▶ _Source material_
■ ■ ■ ■ ■
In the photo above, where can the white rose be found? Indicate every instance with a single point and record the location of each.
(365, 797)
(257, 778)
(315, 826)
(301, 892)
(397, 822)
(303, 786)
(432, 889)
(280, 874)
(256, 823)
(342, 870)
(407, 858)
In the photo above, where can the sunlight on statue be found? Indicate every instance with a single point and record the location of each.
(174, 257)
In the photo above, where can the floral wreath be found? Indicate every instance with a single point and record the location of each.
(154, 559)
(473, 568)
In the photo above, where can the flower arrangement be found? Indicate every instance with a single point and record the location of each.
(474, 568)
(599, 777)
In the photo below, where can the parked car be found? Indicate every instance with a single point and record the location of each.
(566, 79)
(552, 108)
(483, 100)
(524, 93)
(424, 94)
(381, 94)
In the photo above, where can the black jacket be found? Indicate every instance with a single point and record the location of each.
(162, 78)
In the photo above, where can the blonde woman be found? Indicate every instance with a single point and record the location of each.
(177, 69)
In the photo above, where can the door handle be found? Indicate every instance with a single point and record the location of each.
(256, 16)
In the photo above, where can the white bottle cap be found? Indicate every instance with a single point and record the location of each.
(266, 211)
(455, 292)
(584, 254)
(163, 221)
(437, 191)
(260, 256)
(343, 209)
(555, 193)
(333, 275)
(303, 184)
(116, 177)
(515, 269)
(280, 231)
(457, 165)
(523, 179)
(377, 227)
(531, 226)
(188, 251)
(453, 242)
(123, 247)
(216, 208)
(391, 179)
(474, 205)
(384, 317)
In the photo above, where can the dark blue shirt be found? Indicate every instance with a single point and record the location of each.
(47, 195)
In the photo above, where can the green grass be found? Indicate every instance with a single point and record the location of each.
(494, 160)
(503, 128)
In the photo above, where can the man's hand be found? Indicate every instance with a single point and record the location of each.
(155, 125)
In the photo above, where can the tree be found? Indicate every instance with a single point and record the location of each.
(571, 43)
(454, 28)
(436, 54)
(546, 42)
■ ■ ■ ■ ■
▶ _Short exercise_
Reproduce word for word the part of the records above that begins with the line containing "In the photo above, where can the dark" and runs through the final line of the records, both ends included.

▶ _The reply_
In the photo above, where can the dark blue shirt be found? Indicate every instance with a single point and record the location of each.
(47, 195)
In the photo above, where can the green grass be found? Indicate every instance with a single point and record the location of each.
(494, 160)
(503, 128)
In the photo above, where can the man's hand be found? Indicate every instance with a single point and record the location of each.
(155, 125)
In the photo above, where can the tree be found? Indicate every instance with a single point and record the location of each.
(571, 43)
(454, 28)
(436, 54)
(546, 42)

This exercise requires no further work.